**Problem details**
Render the records below as a Markdown table with the columns No. and Line, giving each non-blank line its own numbered row and leaving blank lines out.

**Extracted material**
********************
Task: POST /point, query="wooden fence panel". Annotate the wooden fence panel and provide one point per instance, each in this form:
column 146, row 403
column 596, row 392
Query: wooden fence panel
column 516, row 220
********************
**Correct output**
| No. | Line |
|---|---|
| 1 | Task: POST /point, query="wooden fence panel". Annotate the wooden fence panel and provide one point per instance, each in this form: |
| 2 | column 146, row 403 |
| 3 | column 596, row 392 |
| 4 | Query: wooden fence panel |
| 5 | column 516, row 220 |